**Exercise requirements:**
[a] In the corn strategies article, rewrite the stretch from "Knowing which closing" through "to higher yields.", switching "seed trench" to "seed furrow".
[b] List the section headings in the corn strategies article.
[c] According to the corn strategies article, what fertilizer is used to feed and build the roots on both sides of the plant?

**Source document:**
Published on Wednesday, September 1, 2021
Each year brings new data from our Practical Farm Research (PFR®) team. By looking at diverse products and practices across several locations, we have determined five success strategies for corn that we believe will provide farmers with the highest likelihood of success.
Optimum Corn Planting Date
Beck’s multi-year PFR data shows that early planting pays off. To ensure that you give your crop the best possible start, make sure to utilize practices like planting early with the appropriate seeding depth into optimal conditions. By planting early, you’re providing your crop with more opportunities to capture sunlight. In corn, planting early allows more carbohydrates to be produced and potentially stored for use during grain fill. This is one method to further optimize yield potential.
Closing Wheels in Corn Systems
Our PFR team has discovered that in most situations, any pair of spiked closing wheels are better than the standard two solid rubber closing wheels. This can be applied to most soil types, but PFR data indicates that your soil type and planting conditions ultimately dictate the best closing wheel for you.
Knowing which closing wheel works best for you will benefit you in the long run, as closing the seed trench and optimizing seed-to-soil contact is essential for uniform emergence. This practice can also lead to higher yields.
Starter on Both Sides of the Corn Row
According to our PFR data, using urea-ammonium nitrate (UAN) fertilizer to feed and build the roots on both sides of the plant results in a more stable anchor for the corn crop. Using this system increases your early-season nitrogen while also limiting salt loading near the seed. Spreading the nitrogen fertilizer on both sides of the row, instead of just one side of the row (in a 2x2 application), can reduce the amount of preferential root growth.

**Data under study:**
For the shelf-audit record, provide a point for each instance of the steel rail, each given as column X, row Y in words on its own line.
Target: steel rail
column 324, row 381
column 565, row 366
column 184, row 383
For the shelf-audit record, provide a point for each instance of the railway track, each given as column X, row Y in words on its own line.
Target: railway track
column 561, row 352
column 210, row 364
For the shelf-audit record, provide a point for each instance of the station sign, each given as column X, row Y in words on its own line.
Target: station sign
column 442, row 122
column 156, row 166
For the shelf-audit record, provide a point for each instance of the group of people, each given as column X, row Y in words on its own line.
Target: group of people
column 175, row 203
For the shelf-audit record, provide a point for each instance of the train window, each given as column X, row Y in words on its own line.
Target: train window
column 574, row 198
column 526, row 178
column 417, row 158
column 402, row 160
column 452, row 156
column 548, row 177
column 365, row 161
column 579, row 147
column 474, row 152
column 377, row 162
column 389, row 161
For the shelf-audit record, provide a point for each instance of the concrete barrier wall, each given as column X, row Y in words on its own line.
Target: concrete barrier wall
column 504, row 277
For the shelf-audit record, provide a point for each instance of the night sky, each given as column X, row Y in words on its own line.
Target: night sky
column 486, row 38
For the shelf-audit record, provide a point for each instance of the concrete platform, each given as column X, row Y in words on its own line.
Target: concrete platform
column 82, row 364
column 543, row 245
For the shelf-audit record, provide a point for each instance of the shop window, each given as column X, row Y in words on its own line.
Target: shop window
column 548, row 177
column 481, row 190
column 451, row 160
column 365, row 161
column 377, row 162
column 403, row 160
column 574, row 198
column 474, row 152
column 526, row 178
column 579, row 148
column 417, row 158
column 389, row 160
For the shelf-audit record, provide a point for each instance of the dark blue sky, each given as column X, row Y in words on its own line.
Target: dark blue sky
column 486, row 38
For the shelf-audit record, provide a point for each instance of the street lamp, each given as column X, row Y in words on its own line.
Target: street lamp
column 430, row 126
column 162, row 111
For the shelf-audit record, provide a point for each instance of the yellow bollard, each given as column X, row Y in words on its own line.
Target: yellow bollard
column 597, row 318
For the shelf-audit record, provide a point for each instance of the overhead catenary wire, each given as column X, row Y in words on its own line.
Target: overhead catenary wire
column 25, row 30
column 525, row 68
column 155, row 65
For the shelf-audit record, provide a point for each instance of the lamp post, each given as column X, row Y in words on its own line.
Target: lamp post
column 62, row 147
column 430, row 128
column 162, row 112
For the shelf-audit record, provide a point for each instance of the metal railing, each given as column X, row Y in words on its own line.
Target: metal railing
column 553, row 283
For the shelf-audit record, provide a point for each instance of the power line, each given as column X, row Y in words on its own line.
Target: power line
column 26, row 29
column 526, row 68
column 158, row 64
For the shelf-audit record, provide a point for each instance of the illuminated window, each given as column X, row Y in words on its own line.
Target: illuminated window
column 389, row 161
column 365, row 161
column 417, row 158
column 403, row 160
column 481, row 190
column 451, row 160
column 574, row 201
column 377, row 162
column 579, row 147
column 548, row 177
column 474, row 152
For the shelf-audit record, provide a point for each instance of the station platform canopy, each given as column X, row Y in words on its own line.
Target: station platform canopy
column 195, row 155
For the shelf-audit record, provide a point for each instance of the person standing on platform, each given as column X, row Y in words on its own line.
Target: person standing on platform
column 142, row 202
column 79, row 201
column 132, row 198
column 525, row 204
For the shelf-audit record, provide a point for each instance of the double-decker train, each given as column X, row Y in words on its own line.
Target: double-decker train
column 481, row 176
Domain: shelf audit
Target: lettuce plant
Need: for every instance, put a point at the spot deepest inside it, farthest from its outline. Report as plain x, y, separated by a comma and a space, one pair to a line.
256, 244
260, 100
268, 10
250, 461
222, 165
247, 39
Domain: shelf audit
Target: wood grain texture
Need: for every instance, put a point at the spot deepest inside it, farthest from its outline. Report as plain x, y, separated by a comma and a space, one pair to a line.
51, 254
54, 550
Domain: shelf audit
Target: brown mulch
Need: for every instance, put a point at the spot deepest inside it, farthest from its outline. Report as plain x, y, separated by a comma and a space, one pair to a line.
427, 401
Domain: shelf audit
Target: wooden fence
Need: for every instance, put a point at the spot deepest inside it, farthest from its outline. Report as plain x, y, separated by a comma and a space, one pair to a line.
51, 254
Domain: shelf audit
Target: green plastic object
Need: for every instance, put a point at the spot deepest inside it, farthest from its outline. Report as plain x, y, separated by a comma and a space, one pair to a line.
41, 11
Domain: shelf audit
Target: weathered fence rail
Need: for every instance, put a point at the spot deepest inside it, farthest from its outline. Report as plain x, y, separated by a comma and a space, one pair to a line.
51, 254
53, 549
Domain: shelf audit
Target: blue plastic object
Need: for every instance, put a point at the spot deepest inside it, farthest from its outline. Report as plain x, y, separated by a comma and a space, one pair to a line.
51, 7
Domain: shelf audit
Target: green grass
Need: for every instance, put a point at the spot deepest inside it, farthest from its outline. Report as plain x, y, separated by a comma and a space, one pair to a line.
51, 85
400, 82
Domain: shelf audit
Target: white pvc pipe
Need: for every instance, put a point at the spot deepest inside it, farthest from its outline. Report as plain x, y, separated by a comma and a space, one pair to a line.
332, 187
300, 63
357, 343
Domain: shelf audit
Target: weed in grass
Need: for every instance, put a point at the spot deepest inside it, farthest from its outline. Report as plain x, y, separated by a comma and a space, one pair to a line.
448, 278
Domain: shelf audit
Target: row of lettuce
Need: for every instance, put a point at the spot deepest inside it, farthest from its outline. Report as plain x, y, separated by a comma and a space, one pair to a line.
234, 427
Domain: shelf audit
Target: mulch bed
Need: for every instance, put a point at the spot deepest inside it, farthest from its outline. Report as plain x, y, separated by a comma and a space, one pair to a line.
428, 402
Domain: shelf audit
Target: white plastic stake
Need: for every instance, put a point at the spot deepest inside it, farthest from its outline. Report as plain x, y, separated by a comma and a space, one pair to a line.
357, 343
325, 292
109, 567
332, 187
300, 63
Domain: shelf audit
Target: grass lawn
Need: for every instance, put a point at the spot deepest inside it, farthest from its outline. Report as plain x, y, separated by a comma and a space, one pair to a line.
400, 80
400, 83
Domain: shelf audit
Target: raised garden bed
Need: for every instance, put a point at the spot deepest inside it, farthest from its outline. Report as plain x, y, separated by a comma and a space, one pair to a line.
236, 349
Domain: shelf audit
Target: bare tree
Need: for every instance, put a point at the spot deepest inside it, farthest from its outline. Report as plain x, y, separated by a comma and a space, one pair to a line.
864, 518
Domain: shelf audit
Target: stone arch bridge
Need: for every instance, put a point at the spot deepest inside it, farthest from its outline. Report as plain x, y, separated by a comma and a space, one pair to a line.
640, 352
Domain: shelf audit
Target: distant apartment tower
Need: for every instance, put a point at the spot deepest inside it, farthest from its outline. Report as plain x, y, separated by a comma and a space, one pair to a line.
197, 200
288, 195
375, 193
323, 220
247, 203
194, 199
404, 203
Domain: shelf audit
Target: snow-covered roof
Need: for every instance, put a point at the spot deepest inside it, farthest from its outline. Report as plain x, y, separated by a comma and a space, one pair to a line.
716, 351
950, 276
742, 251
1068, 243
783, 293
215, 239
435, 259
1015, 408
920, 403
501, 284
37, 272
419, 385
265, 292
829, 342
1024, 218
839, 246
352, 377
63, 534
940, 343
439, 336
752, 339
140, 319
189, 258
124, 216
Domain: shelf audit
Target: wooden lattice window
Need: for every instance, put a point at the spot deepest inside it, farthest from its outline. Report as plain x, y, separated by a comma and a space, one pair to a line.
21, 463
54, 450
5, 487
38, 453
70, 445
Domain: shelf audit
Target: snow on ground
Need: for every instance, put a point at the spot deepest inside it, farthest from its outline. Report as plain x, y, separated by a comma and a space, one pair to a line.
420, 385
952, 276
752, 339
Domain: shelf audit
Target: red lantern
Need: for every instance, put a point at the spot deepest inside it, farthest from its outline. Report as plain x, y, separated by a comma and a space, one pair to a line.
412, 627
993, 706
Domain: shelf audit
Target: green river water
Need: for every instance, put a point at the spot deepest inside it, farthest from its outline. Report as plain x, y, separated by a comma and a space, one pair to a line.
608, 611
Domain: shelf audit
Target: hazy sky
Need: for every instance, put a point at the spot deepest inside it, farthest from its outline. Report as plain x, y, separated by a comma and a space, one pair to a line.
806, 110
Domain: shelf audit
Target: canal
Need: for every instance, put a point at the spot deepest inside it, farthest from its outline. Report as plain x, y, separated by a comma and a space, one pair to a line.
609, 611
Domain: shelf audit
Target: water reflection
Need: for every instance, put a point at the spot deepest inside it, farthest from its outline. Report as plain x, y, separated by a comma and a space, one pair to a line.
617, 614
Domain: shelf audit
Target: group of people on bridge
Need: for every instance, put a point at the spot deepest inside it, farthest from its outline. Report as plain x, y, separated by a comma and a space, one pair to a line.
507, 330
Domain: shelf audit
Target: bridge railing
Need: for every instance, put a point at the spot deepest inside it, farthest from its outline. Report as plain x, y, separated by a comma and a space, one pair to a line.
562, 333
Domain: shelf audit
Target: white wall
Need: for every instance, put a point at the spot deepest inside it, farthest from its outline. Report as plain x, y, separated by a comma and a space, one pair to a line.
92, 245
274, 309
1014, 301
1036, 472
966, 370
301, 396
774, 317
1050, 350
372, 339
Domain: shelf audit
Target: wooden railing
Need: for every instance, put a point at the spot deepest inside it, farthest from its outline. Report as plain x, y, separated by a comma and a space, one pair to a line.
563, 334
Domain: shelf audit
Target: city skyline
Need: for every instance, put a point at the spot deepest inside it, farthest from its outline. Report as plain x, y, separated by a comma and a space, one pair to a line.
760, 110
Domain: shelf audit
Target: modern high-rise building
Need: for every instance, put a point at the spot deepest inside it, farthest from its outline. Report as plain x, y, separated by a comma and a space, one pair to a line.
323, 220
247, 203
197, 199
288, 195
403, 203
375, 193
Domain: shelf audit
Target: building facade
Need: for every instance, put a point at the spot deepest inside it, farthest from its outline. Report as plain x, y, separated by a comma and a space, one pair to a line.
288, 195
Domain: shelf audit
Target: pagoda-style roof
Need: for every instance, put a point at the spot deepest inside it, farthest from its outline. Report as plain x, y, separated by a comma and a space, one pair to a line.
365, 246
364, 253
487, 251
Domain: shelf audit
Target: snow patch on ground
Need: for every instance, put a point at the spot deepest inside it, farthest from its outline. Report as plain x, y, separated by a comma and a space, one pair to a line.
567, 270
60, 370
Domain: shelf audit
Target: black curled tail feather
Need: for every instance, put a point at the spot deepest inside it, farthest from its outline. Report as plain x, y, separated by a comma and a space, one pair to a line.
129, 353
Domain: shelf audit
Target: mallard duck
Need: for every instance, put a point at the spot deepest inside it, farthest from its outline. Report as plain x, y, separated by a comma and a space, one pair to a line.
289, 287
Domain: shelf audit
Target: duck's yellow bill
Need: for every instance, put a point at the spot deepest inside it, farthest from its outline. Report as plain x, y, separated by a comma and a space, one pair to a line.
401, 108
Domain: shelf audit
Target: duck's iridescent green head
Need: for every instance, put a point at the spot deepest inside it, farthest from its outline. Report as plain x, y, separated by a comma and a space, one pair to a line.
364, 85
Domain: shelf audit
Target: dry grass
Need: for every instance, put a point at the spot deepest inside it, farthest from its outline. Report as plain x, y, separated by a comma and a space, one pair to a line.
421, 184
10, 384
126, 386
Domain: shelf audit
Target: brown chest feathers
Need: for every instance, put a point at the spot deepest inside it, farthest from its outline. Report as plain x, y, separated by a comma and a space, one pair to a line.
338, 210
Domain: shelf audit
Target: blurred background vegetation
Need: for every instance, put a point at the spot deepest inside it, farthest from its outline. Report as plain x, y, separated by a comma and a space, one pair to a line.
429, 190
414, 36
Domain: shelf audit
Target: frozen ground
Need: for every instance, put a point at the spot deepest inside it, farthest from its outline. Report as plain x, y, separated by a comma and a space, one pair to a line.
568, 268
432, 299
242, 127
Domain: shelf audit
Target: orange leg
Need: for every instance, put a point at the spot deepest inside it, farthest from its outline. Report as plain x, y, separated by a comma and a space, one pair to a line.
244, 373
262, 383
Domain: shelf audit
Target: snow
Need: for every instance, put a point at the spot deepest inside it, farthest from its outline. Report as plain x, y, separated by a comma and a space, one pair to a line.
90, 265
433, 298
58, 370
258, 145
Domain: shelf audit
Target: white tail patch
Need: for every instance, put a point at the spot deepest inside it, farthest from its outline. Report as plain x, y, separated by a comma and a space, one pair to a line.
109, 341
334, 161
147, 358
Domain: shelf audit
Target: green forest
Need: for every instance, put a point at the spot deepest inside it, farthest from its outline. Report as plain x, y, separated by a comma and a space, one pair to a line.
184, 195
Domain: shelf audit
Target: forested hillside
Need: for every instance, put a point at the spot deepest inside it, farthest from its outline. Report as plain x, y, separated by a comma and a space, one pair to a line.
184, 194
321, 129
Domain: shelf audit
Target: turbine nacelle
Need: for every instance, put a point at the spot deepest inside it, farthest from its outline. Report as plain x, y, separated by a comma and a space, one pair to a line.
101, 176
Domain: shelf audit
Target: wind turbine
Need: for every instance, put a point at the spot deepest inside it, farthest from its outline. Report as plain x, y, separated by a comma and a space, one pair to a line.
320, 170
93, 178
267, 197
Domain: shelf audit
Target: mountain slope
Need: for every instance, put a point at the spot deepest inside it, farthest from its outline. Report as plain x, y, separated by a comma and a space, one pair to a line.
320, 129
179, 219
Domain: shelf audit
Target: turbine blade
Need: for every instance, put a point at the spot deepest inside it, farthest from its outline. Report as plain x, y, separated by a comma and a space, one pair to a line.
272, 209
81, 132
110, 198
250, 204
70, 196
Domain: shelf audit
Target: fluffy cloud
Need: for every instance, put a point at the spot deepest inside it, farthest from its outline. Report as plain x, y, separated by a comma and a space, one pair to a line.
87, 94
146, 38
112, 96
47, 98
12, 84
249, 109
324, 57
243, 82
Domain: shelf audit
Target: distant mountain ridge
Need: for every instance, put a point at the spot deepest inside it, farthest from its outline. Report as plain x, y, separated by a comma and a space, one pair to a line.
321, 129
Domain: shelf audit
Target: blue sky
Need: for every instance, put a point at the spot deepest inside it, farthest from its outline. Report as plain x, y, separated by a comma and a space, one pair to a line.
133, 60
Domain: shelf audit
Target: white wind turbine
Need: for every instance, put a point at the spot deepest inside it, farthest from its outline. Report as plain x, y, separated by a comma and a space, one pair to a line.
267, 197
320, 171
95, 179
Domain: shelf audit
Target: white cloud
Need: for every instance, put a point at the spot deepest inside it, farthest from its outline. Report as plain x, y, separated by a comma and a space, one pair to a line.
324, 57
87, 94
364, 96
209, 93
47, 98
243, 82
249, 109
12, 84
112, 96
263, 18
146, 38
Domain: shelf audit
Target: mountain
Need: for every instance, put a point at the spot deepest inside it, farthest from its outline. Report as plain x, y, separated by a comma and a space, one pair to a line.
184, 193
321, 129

**Exercise results:**
[a]
Knowing which closing wheel works best for you will benefit you in the long run, as closing the seed furrow and optimizing seed-to-soil contact is essential for uniform emergence. This practice can also lead to higher yields.

[b]
Optimum Corn Planting Date
Closing Wheels in Corn Systems
Starter on Both Sides of the Corn Row

[c] Urea-ammonium nitrate (UAN) fertilizer.